» **BRIEF**: Copy the records below line for line, with no changes, and leave out the pictures.

>> START RECORDS SHOWN

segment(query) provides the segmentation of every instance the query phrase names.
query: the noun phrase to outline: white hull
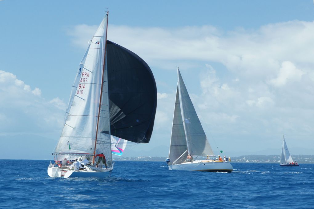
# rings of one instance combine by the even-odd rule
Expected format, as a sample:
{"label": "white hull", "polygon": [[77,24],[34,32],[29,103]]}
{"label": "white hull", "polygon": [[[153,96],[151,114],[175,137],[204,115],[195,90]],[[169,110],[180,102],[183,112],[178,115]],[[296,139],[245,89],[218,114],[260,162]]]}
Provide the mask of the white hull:
{"label": "white hull", "polygon": [[212,160],[195,160],[192,162],[168,165],[169,170],[180,170],[190,171],[210,171],[230,172],[233,168],[229,162]]}
{"label": "white hull", "polygon": [[76,177],[95,177],[104,178],[109,177],[113,169],[112,168],[108,170],[106,168],[102,169],[100,170],[100,168],[99,171],[80,170],[75,171],[68,168],[62,168],[59,167],[54,167],[52,164],[50,163],[47,169],[48,175],[50,177],[63,177],[65,178],[75,178]]}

>> END RECORDS SHOWN

» **SOLUTION FOR THIS TASK**:
segment(query) provides the segmentation of every instance the query phrase names.
query: the noun phrase to outline: white hull
# rings of one instance combine by the even-odd rule
Expected format, as a sample:
{"label": "white hull", "polygon": [[77,24],[34,32],[29,103]]}
{"label": "white hull", "polygon": [[[153,96],[151,114],[175,137],[204,115],[195,90]],[[169,110],[180,102],[183,112],[178,115]],[[296,139],[245,89],[218,114],[260,162]]]}
Provide the mask of the white hull:
{"label": "white hull", "polygon": [[212,160],[195,160],[192,162],[168,165],[169,170],[180,170],[190,171],[210,171],[230,172],[233,168],[229,162]]}
{"label": "white hull", "polygon": [[76,177],[95,177],[104,178],[109,177],[113,169],[112,168],[108,170],[106,168],[102,169],[100,170],[100,168],[99,171],[80,170],[75,171],[68,168],[62,168],[59,167],[54,167],[52,164],[50,163],[47,169],[48,175],[50,177],[63,177],[65,178],[75,178]]}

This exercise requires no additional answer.